▶ WHAT THE TASK REQUIRES: The copy must run from the first line of the entries below through the line containing "positive clicks: (704, 497)", restated word for word, with pictures left out.
******************************
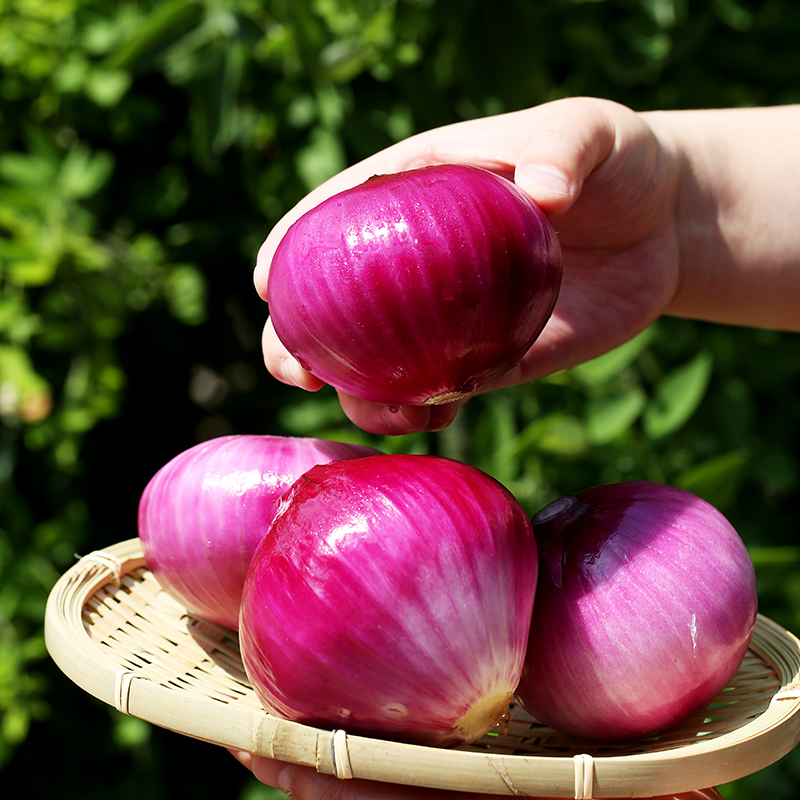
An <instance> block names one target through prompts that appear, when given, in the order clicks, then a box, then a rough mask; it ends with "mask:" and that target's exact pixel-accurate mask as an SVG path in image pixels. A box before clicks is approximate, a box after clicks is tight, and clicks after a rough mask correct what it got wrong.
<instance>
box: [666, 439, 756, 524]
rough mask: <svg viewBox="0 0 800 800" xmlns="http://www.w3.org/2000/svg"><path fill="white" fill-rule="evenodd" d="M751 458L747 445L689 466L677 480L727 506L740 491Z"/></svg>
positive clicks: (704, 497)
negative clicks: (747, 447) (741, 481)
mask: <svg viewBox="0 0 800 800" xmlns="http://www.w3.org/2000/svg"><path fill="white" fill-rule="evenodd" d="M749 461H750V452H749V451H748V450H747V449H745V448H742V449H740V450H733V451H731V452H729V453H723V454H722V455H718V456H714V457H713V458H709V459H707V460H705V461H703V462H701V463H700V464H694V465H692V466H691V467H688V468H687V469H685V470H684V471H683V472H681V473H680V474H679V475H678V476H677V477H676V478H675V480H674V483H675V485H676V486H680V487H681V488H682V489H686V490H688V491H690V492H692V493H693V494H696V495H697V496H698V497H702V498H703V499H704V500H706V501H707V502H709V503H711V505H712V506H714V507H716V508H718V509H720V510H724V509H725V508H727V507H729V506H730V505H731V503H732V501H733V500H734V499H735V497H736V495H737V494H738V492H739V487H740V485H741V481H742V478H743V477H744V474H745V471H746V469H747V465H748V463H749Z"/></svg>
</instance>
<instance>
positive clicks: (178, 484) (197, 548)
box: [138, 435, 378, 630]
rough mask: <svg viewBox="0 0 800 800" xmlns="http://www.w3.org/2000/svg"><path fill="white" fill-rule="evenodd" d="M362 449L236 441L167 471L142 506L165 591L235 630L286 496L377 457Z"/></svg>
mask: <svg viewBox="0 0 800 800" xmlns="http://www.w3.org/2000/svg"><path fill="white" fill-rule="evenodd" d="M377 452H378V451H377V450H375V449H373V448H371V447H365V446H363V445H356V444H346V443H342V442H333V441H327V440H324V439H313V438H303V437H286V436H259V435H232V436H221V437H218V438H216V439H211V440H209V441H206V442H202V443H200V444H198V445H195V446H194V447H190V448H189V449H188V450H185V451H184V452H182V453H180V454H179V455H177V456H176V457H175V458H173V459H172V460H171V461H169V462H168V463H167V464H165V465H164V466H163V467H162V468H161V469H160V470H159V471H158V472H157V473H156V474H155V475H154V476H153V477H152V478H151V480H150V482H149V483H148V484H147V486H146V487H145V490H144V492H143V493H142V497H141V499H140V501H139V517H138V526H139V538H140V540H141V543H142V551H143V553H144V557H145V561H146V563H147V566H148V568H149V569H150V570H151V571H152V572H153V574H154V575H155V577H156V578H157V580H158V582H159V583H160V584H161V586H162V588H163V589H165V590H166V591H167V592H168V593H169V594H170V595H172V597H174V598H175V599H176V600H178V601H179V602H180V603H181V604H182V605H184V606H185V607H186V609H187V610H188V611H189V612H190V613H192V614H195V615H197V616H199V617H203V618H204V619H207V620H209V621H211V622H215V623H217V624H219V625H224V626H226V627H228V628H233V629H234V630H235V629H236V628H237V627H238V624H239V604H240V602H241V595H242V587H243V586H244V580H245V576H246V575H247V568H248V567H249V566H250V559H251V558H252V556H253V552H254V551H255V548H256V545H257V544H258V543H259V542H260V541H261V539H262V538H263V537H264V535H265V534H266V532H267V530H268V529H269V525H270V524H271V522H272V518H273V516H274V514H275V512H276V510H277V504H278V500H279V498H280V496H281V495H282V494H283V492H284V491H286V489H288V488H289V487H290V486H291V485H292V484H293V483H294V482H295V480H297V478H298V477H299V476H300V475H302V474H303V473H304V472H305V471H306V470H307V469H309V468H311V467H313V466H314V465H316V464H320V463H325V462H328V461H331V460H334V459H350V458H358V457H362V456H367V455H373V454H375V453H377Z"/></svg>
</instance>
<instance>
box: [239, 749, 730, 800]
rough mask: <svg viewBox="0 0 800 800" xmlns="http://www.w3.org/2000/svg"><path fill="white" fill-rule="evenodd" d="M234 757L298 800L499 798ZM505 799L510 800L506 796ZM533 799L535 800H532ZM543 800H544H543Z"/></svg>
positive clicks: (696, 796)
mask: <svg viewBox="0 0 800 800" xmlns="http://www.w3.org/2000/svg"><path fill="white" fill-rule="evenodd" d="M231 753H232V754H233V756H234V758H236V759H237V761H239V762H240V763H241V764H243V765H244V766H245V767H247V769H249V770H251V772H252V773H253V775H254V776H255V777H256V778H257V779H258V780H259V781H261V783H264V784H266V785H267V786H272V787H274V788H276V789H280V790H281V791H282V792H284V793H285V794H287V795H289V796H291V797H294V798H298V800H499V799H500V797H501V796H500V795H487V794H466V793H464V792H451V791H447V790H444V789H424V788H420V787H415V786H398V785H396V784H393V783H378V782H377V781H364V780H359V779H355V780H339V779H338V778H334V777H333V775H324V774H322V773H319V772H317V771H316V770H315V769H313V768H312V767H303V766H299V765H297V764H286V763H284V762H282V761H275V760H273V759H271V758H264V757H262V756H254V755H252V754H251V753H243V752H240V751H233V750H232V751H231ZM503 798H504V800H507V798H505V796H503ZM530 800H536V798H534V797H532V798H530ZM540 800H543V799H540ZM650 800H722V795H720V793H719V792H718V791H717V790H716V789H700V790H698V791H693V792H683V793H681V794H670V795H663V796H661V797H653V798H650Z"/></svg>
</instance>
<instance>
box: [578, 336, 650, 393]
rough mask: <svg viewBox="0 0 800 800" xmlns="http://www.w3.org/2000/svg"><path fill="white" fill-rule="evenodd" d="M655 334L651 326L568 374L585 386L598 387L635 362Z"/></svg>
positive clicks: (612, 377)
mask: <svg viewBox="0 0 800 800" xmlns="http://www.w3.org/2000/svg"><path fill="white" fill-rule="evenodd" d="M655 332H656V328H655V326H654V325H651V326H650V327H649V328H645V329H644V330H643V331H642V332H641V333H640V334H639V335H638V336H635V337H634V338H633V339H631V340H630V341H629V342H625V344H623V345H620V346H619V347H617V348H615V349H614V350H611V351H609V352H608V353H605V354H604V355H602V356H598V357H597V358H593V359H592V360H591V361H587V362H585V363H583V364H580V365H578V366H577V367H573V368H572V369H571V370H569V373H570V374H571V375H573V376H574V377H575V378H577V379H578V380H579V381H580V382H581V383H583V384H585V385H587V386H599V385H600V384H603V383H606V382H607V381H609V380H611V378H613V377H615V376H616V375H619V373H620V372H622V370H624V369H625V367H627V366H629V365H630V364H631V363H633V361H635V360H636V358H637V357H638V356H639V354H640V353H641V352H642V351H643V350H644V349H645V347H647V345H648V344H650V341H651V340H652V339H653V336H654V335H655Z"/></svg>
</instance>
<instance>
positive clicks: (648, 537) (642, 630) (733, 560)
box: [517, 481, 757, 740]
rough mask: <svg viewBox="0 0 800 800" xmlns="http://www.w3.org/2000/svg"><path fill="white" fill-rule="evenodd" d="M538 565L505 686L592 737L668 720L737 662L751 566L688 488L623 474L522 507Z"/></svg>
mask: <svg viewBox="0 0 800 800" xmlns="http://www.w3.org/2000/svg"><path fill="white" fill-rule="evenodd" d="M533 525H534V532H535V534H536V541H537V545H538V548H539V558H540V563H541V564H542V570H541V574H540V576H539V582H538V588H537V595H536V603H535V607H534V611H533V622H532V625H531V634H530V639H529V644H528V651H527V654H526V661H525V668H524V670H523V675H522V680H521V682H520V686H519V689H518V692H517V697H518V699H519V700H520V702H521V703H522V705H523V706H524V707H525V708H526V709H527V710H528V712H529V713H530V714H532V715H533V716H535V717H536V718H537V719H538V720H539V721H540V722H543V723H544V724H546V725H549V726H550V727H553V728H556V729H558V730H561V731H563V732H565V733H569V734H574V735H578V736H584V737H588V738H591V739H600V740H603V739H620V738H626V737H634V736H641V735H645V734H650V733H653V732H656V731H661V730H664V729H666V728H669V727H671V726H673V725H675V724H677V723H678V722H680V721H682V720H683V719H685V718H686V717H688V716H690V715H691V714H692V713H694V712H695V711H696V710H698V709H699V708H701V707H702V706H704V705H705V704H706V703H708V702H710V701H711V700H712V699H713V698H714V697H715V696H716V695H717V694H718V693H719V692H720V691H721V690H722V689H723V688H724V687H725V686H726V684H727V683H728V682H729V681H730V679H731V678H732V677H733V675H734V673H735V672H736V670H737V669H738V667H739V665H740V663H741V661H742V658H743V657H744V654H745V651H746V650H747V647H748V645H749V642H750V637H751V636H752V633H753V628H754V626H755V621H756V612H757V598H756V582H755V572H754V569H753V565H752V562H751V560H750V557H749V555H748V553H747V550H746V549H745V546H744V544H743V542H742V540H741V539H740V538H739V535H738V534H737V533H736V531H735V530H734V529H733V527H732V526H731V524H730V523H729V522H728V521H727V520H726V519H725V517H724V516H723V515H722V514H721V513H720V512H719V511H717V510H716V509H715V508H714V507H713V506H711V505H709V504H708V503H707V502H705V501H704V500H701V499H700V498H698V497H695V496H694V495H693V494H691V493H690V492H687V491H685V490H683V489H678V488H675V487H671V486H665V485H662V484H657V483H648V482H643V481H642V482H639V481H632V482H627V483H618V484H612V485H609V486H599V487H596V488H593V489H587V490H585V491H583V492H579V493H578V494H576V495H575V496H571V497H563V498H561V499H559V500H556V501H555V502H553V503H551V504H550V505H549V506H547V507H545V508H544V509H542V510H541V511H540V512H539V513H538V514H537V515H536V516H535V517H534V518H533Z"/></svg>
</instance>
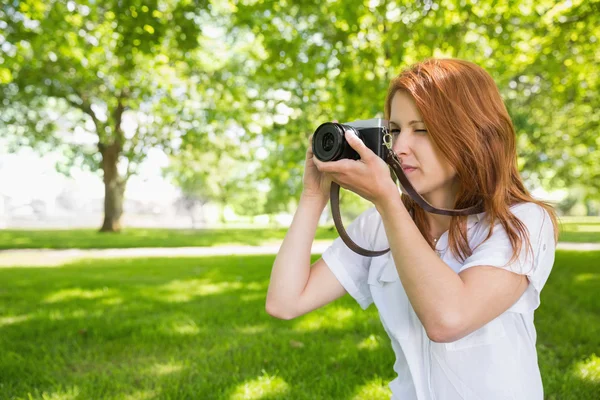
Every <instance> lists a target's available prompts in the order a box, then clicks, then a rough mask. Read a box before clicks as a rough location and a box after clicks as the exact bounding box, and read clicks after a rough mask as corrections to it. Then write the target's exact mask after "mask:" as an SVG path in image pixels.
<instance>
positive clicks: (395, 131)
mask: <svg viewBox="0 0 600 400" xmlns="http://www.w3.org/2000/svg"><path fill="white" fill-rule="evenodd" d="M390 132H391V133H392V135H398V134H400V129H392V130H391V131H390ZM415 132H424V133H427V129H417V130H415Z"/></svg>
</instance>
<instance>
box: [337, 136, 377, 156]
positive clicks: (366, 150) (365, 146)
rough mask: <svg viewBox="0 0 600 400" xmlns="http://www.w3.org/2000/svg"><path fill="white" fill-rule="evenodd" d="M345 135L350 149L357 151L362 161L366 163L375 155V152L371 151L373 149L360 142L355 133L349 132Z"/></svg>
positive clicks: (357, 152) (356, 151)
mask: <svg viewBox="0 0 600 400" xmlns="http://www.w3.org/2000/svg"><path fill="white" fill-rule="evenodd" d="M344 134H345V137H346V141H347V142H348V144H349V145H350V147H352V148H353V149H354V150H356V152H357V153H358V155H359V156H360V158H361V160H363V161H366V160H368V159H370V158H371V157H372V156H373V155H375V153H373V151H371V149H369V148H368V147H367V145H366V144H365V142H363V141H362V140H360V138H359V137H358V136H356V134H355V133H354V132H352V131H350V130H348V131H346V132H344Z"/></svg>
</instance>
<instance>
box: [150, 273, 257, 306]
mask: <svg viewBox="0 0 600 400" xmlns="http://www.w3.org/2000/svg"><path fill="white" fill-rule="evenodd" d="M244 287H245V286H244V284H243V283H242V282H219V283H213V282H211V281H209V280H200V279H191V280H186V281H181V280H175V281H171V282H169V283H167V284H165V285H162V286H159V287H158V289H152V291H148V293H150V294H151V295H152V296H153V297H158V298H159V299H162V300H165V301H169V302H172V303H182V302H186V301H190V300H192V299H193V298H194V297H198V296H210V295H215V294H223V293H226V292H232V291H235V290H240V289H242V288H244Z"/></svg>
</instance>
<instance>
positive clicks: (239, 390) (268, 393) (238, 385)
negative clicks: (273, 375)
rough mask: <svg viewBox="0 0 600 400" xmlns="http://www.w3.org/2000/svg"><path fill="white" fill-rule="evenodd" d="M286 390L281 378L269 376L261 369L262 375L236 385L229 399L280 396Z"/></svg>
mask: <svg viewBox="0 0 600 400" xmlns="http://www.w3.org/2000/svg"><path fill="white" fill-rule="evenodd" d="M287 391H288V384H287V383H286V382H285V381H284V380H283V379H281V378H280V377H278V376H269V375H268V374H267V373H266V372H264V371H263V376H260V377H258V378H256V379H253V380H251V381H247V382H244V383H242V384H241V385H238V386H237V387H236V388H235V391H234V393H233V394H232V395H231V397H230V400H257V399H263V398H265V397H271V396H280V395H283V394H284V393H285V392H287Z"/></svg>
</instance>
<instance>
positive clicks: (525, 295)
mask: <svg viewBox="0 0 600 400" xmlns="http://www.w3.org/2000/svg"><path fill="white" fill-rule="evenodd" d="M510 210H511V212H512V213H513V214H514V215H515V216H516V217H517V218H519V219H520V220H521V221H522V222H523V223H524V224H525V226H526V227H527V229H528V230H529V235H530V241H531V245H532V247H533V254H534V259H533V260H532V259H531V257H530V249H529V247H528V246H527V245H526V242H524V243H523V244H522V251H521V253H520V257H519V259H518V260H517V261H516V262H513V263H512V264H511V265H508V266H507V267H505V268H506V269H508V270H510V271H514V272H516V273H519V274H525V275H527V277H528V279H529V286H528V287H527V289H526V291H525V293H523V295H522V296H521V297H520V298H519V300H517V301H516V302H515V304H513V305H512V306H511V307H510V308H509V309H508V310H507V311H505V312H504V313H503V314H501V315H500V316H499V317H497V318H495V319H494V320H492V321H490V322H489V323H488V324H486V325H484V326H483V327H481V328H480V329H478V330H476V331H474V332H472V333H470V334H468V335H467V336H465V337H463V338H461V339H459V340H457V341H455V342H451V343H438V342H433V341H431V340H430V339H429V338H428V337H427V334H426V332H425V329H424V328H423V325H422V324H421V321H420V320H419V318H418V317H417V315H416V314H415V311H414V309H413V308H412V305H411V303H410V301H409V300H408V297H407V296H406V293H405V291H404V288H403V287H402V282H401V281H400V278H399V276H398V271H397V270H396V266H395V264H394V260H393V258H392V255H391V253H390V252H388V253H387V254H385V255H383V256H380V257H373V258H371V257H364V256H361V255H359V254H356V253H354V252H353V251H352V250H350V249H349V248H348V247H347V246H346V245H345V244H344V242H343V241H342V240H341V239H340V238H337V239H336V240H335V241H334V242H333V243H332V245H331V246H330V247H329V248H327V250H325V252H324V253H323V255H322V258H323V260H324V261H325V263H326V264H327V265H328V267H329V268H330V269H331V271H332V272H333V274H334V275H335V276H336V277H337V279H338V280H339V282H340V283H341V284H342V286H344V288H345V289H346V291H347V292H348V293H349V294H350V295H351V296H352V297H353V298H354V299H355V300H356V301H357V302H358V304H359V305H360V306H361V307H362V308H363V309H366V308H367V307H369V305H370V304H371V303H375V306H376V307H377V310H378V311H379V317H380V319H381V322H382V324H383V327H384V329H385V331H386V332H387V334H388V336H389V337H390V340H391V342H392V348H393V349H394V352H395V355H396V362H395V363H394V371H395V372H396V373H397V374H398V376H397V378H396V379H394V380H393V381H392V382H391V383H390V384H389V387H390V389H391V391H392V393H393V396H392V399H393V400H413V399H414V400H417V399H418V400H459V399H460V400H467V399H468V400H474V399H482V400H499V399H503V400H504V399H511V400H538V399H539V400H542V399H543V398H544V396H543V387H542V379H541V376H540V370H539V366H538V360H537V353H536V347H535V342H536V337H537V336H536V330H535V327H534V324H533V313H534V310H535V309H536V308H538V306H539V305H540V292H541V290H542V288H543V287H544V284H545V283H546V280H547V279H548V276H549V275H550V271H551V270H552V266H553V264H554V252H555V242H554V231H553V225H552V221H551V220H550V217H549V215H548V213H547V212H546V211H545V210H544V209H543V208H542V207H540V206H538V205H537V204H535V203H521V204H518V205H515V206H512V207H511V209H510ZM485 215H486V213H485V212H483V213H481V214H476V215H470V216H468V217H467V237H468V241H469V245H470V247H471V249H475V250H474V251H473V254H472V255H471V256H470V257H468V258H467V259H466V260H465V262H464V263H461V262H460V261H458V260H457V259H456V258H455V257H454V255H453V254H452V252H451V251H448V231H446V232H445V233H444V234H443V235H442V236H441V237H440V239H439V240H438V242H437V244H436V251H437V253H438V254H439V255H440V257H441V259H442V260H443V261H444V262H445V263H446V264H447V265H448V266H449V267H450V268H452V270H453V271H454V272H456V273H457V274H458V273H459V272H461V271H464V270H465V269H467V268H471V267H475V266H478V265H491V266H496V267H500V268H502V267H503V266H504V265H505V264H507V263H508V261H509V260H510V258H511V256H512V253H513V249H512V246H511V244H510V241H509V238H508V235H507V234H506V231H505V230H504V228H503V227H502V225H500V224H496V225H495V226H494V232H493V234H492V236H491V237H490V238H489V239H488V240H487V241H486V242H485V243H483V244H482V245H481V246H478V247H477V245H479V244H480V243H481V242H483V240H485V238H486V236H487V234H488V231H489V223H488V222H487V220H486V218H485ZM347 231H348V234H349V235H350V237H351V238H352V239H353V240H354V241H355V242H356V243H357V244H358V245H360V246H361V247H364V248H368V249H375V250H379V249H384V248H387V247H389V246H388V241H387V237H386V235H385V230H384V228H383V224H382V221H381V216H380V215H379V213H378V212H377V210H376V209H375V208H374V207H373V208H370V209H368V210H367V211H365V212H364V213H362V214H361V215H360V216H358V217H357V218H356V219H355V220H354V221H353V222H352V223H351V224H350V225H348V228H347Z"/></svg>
******************************
▶ THE ANSWER:
An <instance> block names one target through prompts that appear, when given, in the order clicks, then a box, then a rough mask; it ends with "mask:" and that target's exact pixel-accurate mask as an SVG path in image pixels. A box before clicks is approximate, a box after clicks is tight, and clicks after a rough mask correct what it got wrong.
<instance>
box: [666, 439, 756, 524]
rough mask: <svg viewBox="0 0 800 800" xmlns="http://www.w3.org/2000/svg"><path fill="white" fill-rule="evenodd" d="M751 458L747 445L689 466L677 480L727 506L740 491Z"/></svg>
positive clicks: (704, 497)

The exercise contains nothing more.